• **TASK DESCRIPTION**: Revise the lines below by changing each "flat stone" to "smooth stone" and keeping everything else the same.

• **PROVIDED DATA**:

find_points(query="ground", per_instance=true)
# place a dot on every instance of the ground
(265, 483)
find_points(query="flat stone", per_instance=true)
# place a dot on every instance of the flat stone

• **ANSWER TO THIS TASK**:
find_points(query="ground", per_instance=true)
# place a dot on every instance of the ground
(265, 483)
find_points(query="smooth stone", per_instance=true)
# place a dot on every instance of the smooth stone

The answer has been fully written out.